TASK: Return, word for word, the stretch of the material from the line containing "Pin the tan" through the end of the material, including both the first and last lines.

AVAILABLE RECORDS:
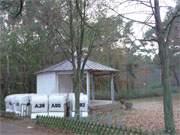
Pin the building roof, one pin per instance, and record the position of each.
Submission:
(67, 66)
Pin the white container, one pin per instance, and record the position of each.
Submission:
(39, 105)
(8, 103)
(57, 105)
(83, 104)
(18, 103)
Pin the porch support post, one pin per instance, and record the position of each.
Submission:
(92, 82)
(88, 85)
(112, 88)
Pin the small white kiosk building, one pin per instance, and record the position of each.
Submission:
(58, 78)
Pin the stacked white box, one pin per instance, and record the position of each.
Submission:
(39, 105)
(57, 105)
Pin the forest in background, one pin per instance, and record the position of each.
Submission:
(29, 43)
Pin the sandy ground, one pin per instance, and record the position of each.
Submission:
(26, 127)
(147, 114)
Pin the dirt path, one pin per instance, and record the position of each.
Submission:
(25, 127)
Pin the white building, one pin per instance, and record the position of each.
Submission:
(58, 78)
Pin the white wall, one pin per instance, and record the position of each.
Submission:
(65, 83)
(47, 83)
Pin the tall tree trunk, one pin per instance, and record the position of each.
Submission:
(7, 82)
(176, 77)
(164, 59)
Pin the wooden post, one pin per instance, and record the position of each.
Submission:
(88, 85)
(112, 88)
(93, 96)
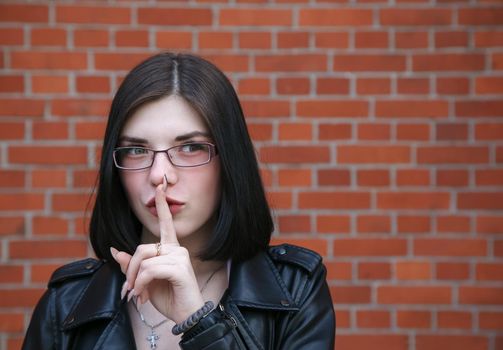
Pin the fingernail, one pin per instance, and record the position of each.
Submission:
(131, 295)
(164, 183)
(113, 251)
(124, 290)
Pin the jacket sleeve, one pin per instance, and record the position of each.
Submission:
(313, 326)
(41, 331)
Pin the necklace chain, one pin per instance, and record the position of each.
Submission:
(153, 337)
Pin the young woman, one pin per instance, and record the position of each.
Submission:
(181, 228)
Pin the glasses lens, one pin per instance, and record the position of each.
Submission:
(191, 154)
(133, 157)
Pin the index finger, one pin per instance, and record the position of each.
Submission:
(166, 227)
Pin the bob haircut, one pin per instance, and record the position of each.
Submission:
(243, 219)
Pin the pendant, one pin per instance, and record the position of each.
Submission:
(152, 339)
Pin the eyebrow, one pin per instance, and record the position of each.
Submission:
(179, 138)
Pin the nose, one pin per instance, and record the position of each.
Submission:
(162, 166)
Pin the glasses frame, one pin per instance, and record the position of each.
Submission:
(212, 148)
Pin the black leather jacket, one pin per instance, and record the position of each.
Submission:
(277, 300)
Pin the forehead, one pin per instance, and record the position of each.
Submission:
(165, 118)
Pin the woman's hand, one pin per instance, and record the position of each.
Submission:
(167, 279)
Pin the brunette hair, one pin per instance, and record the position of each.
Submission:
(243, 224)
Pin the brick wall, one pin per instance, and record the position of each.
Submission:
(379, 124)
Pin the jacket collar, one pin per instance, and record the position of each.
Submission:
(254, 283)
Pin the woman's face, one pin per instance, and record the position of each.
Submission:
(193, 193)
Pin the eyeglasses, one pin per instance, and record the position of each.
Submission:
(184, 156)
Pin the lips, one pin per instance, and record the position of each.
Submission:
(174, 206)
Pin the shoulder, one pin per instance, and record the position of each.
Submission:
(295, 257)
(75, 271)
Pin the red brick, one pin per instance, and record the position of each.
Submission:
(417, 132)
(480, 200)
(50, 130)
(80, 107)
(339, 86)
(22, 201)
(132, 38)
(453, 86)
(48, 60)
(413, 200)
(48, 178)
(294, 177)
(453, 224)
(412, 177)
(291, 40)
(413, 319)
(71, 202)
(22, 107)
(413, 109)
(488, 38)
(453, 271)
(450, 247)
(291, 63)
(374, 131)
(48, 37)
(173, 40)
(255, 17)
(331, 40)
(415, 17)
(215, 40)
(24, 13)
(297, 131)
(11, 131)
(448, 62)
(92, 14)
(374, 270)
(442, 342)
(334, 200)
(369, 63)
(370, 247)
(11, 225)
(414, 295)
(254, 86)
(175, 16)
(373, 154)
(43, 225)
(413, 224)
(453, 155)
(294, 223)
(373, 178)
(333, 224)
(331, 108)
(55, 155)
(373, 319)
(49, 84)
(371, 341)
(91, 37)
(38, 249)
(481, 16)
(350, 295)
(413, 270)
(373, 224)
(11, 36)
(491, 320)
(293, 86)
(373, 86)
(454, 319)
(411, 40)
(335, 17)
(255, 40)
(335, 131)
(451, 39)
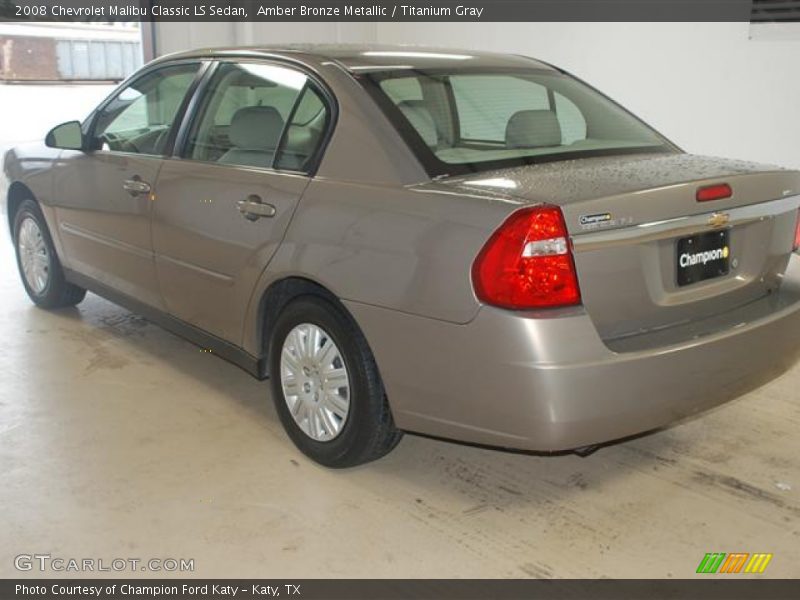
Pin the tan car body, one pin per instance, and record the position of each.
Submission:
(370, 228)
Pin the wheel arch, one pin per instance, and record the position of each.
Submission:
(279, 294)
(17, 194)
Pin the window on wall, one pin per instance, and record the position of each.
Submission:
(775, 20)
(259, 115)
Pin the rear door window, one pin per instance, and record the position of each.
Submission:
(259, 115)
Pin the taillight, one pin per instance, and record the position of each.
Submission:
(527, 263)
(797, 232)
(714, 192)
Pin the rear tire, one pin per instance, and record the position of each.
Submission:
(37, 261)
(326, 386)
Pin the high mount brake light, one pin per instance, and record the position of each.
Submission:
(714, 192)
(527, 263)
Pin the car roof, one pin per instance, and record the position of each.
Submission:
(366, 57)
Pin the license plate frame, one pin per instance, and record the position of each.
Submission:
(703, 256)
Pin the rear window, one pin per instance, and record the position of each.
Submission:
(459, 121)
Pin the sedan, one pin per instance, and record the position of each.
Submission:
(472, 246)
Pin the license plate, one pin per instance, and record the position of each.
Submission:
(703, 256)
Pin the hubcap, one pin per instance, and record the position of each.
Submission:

OUTPUT:
Pin the tan car body, one pin per instance, and record the position of each.
Submission:
(370, 228)
Pin the wheel arch, one pin per instance, and record the position of each.
Submission:
(279, 294)
(17, 194)
Pin the window on wall, one pin per instance, and record the position of each.
Submission:
(775, 20)
(259, 115)
Pin the rear door window, one pin per instance, and record the position of each.
Submission:
(259, 115)
Pin the taillight, one pin per instance, and record the position of each.
Submission:
(527, 263)
(797, 232)
(714, 192)
Pin the rear tire, one pin per instance, and record the position of each.
Submission:
(37, 261)
(326, 386)
Pin the high mount brake light, one pin per instance, and record the position of each.
Submission:
(714, 192)
(527, 263)
Pin the car roof, one pin per instance, and record the position of each.
Submission:
(366, 57)
Pin the license plate frame, one pin per instance, and record the position of each.
Submission:
(703, 256)
Pin the rear window, one pin per instance, and record the position of each.
Submission:
(459, 121)
Pin the sedan, one pin per instance, and record the position of each.
Submission:
(472, 246)
Pin the license plate, one pin per instance, and record the position of each.
Submission:
(703, 256)
Pin the hubcap, one pin per instance, and record the position of each.
Submission:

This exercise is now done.